TASK DESCRIPTION.
Print, exactly as they appear in the listing below, the lines from the line with "positive clicks: (257, 193)" to the line with "box: [1, 0, 474, 233]", with both end lines kept.
------------------------------
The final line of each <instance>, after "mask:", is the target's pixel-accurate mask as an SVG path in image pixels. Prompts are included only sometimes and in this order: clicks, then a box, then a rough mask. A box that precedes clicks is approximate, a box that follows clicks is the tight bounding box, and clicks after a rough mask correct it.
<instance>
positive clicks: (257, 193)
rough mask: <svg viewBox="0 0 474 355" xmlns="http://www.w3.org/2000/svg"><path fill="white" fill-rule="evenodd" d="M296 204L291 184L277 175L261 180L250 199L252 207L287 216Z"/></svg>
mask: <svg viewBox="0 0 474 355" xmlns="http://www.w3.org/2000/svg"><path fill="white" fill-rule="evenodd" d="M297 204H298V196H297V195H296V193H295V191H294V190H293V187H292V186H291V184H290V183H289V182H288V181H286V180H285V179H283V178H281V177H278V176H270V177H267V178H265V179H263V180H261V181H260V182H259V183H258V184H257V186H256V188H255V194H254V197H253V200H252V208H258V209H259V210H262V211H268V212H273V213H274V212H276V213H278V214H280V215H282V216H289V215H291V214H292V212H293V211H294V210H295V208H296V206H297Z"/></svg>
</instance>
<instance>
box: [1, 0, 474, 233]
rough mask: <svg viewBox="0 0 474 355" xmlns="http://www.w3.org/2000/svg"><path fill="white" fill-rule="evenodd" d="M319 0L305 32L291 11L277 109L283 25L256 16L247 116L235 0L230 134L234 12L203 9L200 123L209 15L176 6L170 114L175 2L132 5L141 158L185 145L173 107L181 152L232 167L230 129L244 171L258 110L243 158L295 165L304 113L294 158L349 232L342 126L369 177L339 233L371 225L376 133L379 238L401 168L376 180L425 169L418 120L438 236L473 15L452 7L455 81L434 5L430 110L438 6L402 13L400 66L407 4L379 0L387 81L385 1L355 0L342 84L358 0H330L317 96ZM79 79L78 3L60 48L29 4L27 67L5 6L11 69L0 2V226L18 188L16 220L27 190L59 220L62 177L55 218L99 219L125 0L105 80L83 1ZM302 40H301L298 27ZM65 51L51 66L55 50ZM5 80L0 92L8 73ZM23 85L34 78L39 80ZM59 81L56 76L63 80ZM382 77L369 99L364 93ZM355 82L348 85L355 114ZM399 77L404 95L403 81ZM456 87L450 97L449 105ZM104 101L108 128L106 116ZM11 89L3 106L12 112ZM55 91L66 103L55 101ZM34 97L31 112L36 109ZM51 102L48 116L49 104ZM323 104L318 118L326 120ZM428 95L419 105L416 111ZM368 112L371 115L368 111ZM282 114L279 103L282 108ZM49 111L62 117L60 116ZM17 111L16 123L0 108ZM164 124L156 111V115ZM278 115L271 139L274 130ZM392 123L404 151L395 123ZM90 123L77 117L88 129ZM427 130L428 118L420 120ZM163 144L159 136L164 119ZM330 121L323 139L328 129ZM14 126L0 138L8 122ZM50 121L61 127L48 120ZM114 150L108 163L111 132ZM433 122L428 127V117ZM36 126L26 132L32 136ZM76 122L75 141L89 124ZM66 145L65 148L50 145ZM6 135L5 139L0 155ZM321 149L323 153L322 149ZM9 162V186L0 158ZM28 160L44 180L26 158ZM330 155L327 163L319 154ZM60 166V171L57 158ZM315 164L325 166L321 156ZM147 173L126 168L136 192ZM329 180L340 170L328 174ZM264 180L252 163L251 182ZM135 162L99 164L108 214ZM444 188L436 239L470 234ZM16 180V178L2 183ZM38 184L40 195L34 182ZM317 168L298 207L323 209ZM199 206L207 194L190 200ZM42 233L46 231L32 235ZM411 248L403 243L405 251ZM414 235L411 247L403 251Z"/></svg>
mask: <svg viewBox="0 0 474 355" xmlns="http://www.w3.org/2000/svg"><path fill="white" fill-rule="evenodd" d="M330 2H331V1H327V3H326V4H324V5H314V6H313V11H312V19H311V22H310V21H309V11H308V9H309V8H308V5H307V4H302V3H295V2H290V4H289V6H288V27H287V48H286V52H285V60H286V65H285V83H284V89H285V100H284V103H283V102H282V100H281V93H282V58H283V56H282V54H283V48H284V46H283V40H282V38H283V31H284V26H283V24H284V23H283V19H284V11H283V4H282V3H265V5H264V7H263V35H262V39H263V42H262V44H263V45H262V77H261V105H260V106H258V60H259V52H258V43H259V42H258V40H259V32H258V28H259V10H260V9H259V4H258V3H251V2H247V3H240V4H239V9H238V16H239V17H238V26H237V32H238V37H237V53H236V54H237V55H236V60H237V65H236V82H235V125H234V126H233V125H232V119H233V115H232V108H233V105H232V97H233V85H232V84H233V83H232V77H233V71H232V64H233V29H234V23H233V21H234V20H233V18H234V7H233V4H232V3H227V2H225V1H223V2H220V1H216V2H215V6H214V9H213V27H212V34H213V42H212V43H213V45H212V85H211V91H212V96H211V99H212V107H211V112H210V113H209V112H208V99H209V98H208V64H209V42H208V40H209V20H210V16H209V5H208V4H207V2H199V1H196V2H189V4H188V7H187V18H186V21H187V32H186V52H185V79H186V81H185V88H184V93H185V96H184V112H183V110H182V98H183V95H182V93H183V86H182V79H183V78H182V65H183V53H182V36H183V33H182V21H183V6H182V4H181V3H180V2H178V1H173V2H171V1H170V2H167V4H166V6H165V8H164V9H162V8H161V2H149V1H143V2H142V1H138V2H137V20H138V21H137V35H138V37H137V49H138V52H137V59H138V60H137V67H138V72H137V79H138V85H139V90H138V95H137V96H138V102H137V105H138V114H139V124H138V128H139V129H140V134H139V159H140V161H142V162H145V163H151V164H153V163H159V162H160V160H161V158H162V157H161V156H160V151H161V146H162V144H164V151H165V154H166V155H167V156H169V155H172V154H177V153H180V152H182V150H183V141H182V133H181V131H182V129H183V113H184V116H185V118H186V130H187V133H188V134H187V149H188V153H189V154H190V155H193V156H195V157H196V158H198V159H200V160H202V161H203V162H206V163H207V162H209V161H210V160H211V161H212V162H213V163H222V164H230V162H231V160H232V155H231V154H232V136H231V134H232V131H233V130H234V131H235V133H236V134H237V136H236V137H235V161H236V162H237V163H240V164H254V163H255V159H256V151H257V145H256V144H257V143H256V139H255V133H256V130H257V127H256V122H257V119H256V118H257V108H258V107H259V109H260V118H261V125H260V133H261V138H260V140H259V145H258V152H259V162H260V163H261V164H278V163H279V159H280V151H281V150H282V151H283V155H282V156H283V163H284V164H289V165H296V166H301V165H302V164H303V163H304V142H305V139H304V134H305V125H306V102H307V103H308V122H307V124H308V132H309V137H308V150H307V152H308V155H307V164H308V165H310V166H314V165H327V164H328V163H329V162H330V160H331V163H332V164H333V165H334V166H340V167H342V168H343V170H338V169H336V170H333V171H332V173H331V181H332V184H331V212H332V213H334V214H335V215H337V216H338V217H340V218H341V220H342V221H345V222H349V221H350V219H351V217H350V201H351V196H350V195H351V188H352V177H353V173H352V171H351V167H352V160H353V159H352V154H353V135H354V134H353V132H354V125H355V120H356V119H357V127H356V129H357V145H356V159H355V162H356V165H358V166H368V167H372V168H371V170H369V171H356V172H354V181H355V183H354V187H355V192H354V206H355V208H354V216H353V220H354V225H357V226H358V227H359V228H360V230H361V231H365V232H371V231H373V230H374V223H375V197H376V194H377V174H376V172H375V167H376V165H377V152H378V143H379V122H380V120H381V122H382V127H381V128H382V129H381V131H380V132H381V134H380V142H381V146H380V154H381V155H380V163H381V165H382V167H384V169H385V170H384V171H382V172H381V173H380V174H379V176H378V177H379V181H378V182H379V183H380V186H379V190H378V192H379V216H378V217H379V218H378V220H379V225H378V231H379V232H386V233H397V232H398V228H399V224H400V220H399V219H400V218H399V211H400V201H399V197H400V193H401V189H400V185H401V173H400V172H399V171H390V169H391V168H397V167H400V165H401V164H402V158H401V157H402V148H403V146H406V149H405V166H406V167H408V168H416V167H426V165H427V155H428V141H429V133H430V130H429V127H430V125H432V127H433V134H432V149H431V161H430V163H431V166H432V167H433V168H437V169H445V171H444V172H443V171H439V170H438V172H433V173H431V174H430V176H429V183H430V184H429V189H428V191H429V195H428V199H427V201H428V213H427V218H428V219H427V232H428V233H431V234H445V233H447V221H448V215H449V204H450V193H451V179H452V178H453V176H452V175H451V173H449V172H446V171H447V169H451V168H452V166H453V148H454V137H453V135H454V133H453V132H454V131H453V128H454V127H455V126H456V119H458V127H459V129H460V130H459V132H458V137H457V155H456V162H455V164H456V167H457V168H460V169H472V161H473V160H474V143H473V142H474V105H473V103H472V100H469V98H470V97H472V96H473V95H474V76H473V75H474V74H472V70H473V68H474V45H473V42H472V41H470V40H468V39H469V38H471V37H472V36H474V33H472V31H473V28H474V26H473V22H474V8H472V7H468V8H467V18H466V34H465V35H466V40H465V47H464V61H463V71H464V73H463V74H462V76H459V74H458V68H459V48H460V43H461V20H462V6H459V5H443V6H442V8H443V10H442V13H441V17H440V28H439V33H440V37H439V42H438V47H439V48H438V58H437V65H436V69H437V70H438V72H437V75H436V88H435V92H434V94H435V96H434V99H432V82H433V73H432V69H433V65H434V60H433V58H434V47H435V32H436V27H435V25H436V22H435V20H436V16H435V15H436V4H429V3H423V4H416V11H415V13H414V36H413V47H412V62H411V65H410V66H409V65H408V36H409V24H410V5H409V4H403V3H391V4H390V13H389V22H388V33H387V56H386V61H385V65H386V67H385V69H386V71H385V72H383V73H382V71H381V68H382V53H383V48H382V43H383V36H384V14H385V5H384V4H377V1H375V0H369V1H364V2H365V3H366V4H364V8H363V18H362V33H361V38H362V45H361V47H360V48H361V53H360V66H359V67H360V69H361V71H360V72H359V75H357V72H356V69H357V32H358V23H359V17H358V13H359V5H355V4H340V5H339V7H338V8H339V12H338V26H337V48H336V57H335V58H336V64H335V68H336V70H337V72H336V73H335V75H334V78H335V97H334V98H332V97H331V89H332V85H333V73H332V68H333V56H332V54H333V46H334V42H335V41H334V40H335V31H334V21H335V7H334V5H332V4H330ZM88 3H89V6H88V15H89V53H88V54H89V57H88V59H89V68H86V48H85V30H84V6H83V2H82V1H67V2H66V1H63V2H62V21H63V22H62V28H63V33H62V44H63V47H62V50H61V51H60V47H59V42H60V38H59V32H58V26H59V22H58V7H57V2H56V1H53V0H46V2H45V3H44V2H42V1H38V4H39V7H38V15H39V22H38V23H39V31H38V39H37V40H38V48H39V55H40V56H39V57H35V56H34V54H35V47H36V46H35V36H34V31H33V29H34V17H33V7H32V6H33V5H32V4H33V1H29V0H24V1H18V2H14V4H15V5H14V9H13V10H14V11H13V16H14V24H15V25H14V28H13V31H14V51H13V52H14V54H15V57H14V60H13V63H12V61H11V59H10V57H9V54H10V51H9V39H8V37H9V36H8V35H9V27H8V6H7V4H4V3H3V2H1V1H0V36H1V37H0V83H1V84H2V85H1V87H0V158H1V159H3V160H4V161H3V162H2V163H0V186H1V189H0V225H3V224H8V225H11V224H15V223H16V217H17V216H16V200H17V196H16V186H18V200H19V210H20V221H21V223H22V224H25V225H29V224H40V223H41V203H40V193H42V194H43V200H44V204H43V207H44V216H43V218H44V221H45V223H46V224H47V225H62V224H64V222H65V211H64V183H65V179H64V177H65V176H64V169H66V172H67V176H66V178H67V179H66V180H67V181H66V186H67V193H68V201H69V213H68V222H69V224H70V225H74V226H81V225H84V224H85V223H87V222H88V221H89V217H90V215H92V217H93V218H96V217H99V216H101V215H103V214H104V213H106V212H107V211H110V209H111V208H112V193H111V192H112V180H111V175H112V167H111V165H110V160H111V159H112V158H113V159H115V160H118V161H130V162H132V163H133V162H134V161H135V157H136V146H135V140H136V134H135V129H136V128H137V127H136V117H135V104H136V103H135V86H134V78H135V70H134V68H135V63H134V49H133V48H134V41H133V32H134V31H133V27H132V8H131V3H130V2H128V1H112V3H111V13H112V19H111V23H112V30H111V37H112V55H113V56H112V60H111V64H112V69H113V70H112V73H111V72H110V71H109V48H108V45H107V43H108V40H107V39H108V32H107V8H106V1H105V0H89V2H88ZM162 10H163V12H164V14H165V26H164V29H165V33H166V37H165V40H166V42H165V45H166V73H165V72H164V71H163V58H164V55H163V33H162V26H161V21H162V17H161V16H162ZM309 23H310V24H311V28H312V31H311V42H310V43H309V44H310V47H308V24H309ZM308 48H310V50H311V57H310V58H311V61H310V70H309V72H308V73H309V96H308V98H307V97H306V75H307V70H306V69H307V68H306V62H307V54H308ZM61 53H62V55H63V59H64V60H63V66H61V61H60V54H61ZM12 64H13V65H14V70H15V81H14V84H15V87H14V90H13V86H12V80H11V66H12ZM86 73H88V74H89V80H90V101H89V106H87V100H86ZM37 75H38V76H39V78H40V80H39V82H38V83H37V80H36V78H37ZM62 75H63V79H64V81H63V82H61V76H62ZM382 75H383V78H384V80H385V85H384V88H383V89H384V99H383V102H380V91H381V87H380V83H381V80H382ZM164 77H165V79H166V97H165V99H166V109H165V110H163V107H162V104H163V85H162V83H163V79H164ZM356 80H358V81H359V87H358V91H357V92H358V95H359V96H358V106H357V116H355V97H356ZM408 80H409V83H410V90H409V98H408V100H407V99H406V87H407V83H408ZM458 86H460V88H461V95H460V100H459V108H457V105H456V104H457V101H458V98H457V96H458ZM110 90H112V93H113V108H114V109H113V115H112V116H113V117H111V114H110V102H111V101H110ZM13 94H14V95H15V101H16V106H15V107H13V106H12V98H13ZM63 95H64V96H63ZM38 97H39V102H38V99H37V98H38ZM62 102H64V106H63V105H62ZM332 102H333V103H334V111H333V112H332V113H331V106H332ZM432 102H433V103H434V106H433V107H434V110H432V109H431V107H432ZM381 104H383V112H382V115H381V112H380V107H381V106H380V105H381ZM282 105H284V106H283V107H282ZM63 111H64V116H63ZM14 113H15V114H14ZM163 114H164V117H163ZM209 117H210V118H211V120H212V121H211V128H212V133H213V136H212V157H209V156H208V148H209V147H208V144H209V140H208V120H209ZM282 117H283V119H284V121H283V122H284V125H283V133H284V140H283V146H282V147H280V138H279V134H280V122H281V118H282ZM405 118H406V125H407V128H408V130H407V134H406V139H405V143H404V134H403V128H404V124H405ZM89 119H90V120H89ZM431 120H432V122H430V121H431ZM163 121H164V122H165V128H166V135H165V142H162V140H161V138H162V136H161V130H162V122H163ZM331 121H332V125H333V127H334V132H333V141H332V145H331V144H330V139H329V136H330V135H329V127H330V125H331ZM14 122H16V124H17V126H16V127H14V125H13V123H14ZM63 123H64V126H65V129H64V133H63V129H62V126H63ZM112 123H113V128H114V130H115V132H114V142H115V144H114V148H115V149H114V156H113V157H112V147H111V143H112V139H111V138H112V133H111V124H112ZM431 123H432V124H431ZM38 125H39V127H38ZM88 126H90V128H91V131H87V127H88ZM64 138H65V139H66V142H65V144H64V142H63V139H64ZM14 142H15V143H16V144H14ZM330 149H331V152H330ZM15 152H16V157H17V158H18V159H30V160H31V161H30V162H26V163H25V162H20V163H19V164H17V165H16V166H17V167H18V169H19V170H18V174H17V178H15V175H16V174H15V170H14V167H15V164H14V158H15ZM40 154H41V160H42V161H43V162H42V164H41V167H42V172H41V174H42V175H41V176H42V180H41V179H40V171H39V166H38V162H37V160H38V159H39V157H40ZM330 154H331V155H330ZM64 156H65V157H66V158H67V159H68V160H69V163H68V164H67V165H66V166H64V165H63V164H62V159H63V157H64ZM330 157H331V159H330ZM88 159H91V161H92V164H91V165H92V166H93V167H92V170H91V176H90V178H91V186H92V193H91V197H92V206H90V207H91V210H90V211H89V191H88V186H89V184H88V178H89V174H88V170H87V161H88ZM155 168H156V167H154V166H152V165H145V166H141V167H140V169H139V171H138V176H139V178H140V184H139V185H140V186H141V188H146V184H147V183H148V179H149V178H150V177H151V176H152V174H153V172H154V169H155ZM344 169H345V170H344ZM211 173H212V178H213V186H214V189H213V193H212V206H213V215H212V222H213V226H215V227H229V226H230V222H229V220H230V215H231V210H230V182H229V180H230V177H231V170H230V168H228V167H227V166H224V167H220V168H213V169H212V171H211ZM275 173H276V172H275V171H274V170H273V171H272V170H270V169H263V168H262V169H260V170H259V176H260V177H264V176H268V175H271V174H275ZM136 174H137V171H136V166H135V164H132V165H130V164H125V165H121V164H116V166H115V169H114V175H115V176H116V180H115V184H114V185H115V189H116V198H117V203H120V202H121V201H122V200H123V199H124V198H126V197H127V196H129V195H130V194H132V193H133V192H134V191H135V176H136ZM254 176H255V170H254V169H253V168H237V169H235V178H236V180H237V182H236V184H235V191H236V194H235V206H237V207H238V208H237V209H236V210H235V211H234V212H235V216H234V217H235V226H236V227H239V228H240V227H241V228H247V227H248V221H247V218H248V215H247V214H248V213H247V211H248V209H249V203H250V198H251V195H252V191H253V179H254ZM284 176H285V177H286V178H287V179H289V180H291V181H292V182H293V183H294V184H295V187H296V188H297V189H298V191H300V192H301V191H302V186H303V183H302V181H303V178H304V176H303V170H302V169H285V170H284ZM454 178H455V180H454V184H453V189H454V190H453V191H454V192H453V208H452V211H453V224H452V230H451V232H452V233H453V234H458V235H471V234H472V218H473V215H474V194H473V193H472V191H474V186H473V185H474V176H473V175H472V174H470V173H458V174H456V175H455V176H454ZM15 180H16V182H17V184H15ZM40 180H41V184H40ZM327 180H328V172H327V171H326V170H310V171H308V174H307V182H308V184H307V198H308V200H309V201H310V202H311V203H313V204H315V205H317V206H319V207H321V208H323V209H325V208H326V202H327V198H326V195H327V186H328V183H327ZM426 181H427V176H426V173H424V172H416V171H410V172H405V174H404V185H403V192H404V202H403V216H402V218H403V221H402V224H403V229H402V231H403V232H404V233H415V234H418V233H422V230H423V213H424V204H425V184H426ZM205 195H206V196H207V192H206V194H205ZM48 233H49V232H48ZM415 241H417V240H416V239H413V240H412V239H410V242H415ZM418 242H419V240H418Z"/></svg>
------------------------------
ANSWER TO THE PROBLEM.
positive clicks: (257, 193)
rough mask: <svg viewBox="0 0 474 355" xmlns="http://www.w3.org/2000/svg"><path fill="white" fill-rule="evenodd" d="M296 204L291 184L277 175L261 180L250 199L252 207L287 216Z"/></svg>
mask: <svg viewBox="0 0 474 355" xmlns="http://www.w3.org/2000/svg"><path fill="white" fill-rule="evenodd" d="M297 204H298V196H297V195H296V193H295V191H294V190H293V187H292V186H291V184H290V183H289V182H288V181H286V180H285V179H283V178H281V177H278V176H270V177H267V178H265V179H263V180H261V181H260V182H259V183H258V184H257V186H256V188H255V194H254V197H253V200H252V208H258V209H259V210H262V211H268V212H273V213H274V212H276V213H278V214H280V215H282V216H289V215H291V214H292V212H293V211H294V210H295V208H296V206H297Z"/></svg>
</instance>
<instance>
box: [1, 0, 474, 233]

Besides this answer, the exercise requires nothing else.